Text provided:
We could be building small modern castles that we could hand down

While I see value in structures standing as monuments to be handed down to future generations - mostly large structures built for public use - I can't say that I've met a 100-year-old-house that hasn't had significant shortcomings. Renovations upon renovations to upgrade electrical, plumbing, HVAC have the potential to make building interiors look like a hodgepodge of bolt-on improvements. Then, one still contends with features that fall out of modern building code: that narrow staircase or the low ceiling in the basement or no windows in the bedrooms.

At a certain point, one cannot predict the housing requirements of the future and it would be more economical, and humane, to just start from a pile of dirt once again.

1 comments

> At a certain point, one cannot predict the housing requirements of the future and it would be more economical, and humane, to just start from a pile of dirt once again.

That's true. But if the next generation did not have to build their own houses it would give them a 'dividend' passed down by the previous generation and that wealth would ultimately give them more economic freedom and fewer opportunity costs.

Then with those advantages, any problems will be easier to face, such as starting from the pile of dirt again.

Otherwise each generation is constantly facing the same struggles with paying the rent.

Also consider, and I think this was implicit in what the OP was saying, that closed loop systems might make many existing problems relating to maintenance obsolete. So the next iteration of building might take place in two or four generations from now instead of for each one.

Sadly truly effective maintenance free filter technology appears to be holding closed loop systems development back. I know Kamen was trying to build a Slingshot mechanism but so far as I know this has not bourne any fruit. This is the kind of unsexy, hard stuff that Silicon Valley need to be pulling together.

1) Most families have more than one child.

2) Lots of young adults are going to chase the best opportunities in their fields, which are not accessible from the towns they grow up in.

3) Even only children don't get to inherit the house until parents die or move to a retirement facility. This is moving later and later into middle age, well after the "I want a house and marriage and kids" stage.

I don't think inheriting housing is a solution.

This is a misunderstanding. I was not taking about inheritances. The word generation can have two meanings. One is for each iteration of family members. The other is with respect to human society. I meant the second.

If houses could easily last 100-200 years without structural alteration being necessary then some generations would never pay for housing, just as we don't really pay for the capital cost of building most roads but the continued upkeep of them.

There is a thought that the "disposability" of Japanese housing [1] has played some role in Japan's economic issues. Housing can still serve as something of an inter-generational value transfer even if children don't end up living in the actual house/land. (Which I agree isn't all that common.)

[1] http://freakonomics.com/podcast/why-are-japanese-homes-dispo...

>Housing can still serve as something of an inter-generational value transfer

Except inheritance comes when you need it least: late middle age, when the house is already paid off or close and there's little time for savings to compound before retirement.

Paying for (most of) your children's education is a much more effective form of inter-generational value transfer: it comes at the time young adults face the greatest expenses relative to their earning power, and lets them reap the benefits of a high-end career without excessive debt (so they can actually build wealth).

I don't disagree with any of that. At least given full healthy lives and reasonably successful careers, inherited money from parents is often going to come after it would have the greatest impact.

But if housing is treated as a more disposable asset (which is presumably less efficient in many cases than updating and remodeling) the cost of that decreased efficiency comes from somewhere. Perhaps from a grandchild's college fund.

The tasks:
1. Please translate this sentence from the housing discussion into Spanish: "Otherwise each generation is constantly facing the same struggles with paying the rent."
2. In the housing discussion, what do most families have, according to the first numbered point?
3. Copy the housing discussion word for word from "This is a misunderstanding." to "upkeep of them.".

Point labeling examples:
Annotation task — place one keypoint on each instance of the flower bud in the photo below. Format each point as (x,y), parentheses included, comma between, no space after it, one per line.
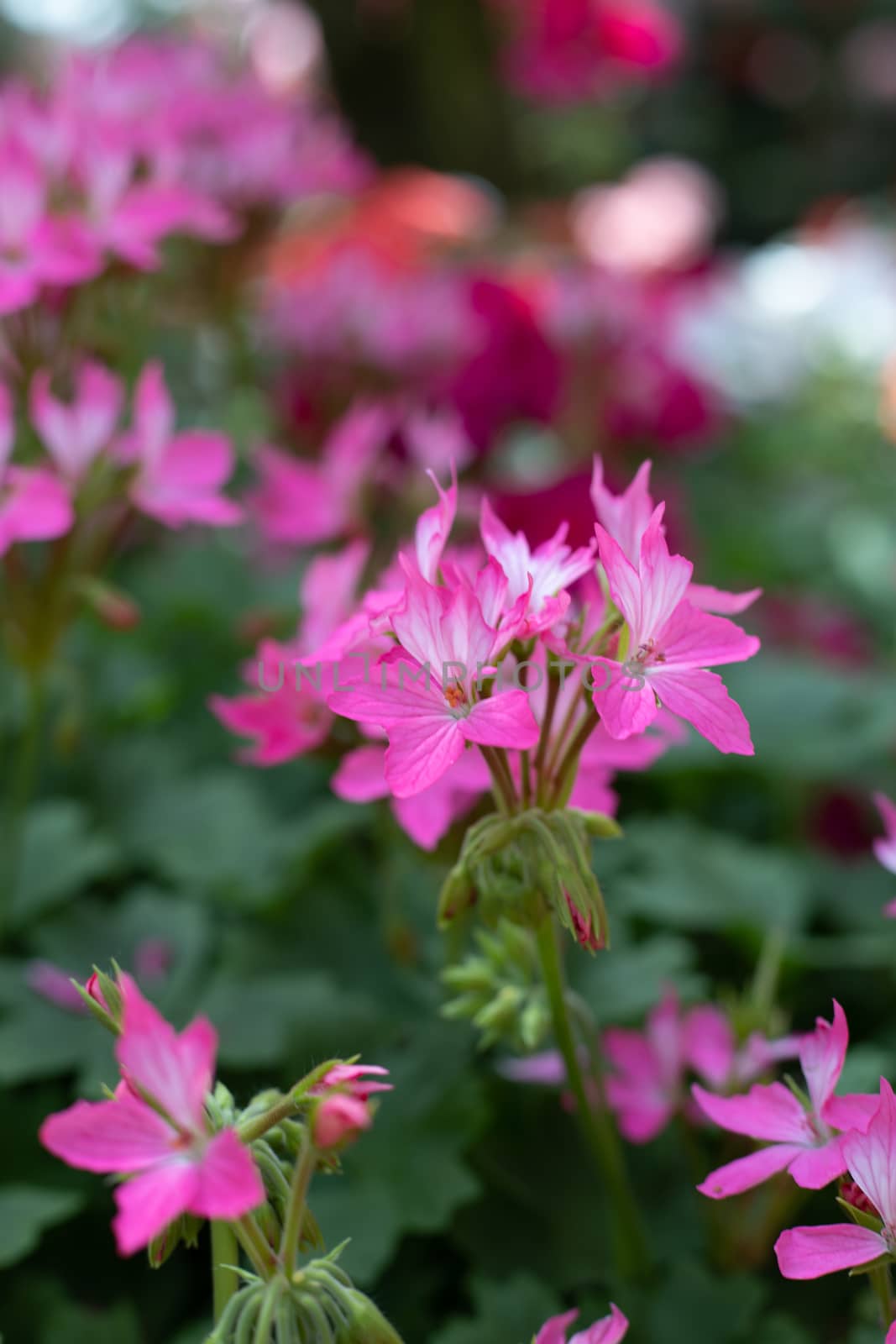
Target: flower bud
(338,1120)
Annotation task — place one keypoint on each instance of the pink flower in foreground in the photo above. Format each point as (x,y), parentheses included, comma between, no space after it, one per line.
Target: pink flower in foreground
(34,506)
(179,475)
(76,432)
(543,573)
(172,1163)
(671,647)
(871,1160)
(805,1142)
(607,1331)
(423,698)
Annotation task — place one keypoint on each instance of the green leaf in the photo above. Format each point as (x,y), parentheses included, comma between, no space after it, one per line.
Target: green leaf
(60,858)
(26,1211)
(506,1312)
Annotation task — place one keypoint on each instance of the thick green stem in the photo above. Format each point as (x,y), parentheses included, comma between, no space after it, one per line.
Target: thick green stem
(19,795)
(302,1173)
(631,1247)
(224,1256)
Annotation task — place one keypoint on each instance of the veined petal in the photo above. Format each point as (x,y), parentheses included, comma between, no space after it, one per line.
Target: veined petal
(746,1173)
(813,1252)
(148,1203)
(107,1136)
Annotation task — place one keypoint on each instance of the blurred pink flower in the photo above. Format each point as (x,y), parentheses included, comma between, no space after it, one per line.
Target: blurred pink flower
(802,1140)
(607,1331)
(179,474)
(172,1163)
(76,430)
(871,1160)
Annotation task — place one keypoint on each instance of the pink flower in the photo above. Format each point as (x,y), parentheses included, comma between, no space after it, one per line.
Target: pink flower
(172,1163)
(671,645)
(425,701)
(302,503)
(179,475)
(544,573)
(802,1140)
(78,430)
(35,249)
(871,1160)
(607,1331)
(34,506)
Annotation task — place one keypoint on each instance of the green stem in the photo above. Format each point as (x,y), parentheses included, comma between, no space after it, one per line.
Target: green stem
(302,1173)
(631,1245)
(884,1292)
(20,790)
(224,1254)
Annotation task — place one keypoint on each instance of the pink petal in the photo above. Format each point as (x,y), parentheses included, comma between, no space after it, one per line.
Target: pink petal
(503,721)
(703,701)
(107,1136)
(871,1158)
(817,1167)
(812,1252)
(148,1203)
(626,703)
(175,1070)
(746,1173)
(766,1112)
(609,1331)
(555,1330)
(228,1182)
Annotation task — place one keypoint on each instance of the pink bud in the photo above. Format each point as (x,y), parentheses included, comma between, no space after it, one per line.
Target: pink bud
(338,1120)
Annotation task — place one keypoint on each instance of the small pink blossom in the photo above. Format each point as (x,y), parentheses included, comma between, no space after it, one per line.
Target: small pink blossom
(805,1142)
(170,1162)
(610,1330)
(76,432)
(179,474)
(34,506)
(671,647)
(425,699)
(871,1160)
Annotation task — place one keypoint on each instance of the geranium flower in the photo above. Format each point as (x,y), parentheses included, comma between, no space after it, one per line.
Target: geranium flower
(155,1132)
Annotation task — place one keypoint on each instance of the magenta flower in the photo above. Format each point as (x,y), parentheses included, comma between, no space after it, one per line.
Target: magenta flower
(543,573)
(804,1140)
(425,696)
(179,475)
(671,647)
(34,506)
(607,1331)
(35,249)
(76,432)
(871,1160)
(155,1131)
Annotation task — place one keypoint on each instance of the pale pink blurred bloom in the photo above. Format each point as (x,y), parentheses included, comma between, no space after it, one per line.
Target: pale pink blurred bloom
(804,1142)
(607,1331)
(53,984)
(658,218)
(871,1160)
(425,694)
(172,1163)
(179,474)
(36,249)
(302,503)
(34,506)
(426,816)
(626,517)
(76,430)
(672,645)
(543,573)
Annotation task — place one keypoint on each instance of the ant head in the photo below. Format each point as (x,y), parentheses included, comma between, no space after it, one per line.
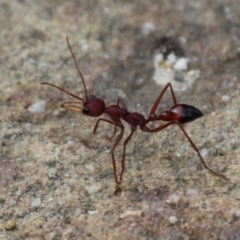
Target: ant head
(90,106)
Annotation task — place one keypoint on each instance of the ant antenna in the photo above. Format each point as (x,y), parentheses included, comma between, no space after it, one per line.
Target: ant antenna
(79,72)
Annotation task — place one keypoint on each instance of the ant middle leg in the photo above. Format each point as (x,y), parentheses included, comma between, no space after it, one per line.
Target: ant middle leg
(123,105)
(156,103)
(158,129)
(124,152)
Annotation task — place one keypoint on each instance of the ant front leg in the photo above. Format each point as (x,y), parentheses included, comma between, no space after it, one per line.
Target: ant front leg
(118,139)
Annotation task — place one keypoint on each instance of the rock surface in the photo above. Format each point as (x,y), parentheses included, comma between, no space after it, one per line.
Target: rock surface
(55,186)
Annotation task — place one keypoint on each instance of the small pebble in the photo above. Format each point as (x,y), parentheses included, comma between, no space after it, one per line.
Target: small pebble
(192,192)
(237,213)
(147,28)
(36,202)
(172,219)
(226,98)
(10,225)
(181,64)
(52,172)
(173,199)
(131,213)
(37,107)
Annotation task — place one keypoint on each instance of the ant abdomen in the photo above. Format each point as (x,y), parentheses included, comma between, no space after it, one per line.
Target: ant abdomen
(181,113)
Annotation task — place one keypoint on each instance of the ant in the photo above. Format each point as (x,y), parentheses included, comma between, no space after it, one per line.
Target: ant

Full answers:
1. De lo contrario, cada generación se enfrenta constantemente a las mismas dificultades para pagar el alquiler.

2. More than one child.

3.
This is a misunderstanding. I was not taking about inheritances. The word generation can have two meanings. One is for each iteration of family members. The other is with respect to human society. I meant the second.

If houses could easily last 100-200 years without structural alteration being necessary then some generations would never pay for housing, just as we don't really pay for the capital cost of building most roads but the continued upkeep of them.